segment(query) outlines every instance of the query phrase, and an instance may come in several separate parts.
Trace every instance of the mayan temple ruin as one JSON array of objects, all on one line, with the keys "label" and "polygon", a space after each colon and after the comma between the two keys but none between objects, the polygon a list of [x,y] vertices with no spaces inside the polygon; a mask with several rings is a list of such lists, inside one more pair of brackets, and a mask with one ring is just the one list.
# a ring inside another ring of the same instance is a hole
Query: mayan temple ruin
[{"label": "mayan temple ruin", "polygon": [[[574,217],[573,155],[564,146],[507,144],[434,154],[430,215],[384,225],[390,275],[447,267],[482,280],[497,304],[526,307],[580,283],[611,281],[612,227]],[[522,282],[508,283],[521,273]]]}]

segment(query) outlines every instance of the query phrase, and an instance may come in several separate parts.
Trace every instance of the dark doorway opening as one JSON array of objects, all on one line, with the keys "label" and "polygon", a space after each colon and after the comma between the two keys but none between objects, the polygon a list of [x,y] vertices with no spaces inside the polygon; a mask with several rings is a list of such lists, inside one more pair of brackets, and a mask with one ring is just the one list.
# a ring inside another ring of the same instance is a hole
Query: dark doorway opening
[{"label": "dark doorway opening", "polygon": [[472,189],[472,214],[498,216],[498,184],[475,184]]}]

* * *

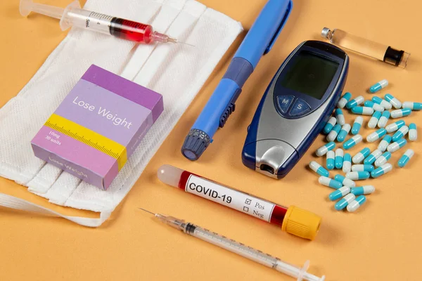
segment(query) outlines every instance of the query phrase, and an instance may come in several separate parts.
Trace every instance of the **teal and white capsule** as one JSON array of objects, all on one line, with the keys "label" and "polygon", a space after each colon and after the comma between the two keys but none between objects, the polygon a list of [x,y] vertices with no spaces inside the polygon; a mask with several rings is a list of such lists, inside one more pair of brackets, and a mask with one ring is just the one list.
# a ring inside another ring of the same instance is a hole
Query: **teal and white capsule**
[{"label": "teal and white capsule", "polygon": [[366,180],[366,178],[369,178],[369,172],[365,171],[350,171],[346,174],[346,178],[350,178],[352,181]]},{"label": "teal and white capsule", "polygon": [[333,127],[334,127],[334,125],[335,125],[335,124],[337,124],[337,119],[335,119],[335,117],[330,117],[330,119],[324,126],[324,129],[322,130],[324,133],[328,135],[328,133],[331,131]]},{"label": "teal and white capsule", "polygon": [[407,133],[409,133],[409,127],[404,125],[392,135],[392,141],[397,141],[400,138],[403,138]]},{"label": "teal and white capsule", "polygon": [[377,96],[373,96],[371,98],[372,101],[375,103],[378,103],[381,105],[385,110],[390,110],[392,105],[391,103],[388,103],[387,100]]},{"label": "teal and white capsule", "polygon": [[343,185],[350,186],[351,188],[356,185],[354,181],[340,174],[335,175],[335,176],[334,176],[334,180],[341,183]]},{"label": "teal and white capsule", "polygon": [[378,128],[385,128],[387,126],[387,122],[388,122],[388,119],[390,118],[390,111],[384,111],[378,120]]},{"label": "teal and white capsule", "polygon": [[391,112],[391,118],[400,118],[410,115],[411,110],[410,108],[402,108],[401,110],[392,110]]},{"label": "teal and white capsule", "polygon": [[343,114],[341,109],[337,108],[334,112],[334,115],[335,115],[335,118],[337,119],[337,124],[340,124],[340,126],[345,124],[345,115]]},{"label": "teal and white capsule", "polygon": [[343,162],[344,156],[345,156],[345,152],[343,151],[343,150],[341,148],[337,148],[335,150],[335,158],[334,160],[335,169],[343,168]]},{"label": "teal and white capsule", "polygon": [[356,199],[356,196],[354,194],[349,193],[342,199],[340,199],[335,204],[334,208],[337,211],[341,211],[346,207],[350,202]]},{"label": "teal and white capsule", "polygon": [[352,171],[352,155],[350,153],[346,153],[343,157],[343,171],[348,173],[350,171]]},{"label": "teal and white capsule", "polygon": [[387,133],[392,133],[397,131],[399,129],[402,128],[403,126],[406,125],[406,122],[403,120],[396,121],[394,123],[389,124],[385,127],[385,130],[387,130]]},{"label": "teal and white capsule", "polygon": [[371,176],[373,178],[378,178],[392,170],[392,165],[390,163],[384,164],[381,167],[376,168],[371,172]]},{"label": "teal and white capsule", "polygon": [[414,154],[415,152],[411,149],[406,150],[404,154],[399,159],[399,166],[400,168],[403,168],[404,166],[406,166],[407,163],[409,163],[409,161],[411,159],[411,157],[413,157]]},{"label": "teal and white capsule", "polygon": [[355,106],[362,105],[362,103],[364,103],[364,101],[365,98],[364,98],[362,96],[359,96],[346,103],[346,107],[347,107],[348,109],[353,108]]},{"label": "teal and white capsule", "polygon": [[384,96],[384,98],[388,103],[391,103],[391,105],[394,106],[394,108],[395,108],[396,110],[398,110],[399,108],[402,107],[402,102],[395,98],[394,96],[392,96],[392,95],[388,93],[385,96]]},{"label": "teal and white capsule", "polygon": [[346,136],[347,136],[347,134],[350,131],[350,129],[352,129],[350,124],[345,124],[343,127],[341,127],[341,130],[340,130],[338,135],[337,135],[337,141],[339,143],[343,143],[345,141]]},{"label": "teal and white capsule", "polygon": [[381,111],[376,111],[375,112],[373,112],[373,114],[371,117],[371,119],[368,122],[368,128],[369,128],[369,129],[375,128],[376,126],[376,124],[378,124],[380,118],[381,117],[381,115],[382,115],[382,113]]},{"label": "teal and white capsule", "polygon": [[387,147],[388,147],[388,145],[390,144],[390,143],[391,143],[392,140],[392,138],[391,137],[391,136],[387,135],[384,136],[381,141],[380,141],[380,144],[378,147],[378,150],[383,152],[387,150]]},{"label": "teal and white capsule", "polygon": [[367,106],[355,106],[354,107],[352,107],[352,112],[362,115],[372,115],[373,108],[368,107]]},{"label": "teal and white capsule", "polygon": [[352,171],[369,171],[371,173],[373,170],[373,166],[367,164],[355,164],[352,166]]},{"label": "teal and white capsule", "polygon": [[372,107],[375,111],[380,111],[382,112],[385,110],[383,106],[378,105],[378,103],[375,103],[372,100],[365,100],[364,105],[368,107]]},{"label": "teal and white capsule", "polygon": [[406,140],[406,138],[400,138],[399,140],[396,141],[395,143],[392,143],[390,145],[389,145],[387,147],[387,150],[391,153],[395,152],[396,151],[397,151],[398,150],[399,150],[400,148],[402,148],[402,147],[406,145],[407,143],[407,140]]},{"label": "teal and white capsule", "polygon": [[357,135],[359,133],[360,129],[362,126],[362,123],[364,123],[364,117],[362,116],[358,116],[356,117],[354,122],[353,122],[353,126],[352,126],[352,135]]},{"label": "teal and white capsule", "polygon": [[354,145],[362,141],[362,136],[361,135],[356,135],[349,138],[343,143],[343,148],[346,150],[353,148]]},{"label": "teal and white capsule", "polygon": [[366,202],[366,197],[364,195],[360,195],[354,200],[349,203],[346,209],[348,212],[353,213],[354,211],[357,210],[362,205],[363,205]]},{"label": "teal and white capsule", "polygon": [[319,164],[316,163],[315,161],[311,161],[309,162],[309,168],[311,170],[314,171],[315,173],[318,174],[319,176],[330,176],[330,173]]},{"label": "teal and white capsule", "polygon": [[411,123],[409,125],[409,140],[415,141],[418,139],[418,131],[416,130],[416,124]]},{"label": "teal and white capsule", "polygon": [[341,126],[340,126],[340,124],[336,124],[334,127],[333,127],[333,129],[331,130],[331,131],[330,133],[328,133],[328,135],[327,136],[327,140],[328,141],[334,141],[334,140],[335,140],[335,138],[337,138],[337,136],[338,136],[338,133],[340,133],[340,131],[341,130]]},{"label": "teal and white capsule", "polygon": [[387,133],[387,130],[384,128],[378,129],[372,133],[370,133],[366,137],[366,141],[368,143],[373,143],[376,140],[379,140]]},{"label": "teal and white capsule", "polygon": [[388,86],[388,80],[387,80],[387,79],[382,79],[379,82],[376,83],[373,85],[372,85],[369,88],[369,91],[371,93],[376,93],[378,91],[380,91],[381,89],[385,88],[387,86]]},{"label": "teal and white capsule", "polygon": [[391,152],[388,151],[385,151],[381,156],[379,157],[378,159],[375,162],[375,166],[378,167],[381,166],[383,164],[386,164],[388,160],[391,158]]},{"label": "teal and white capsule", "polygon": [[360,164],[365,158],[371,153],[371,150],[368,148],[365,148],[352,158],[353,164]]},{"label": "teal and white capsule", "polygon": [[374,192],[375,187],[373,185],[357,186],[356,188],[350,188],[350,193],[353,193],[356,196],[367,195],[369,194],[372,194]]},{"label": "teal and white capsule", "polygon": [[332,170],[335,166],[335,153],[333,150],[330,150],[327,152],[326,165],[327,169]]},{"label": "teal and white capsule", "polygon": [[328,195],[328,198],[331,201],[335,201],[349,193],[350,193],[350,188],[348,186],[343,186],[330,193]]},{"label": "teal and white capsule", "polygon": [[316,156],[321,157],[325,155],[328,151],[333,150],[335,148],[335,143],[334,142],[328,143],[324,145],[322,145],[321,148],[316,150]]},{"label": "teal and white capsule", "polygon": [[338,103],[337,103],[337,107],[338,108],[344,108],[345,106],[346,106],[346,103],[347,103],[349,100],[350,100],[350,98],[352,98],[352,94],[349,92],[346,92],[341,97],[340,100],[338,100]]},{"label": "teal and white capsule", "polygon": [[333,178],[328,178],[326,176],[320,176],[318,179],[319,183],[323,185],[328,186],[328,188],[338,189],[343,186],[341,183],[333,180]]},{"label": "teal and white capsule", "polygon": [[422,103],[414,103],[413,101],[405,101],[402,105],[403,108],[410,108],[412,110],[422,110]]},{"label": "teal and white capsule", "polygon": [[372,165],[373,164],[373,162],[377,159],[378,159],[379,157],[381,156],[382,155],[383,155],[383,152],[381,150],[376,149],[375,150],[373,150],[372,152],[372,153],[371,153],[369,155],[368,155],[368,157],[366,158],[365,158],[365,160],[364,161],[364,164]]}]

Exercise objective: Report each line of the records above that contains the word "between", copying every such line in full.

Final result:
Trace every instance of the mayan temple ruin as one JSON array of objects, all on one line, with the keys "label" and "polygon", a space after each colon and after the comma between the two keys but none between objects, the polygon a list of [x,y] vertices with no spaces inside the polygon; a mask with several rings is a list of such lists, inside one more pair of brackets, and a mask with one ring is just the one list.
Trace every instance of the dark doorway opening as one JSON array of objects, all on one line, with the keys "label" and "polygon", a space after each colon and after the comma between the two keys but none between objects, the polygon a list of [x,y] vertices with no spaces inside the polygon; a mask with several rings is a list of such lists, inside one more pair of brackets, and a mask with one ring is just the one list.
Trace every instance of the **teal and white capsule** as one JSON array of objects, all on one line, with the keys "label" and "polygon", a space after each colon and after the comma between the two keys but none between objects, the polygon a list of [x,y] vertices with no spaces inside the polygon; a mask with several rings is a list of such lists, inside one more pair of brackets, and a mask with one ring is just the one list.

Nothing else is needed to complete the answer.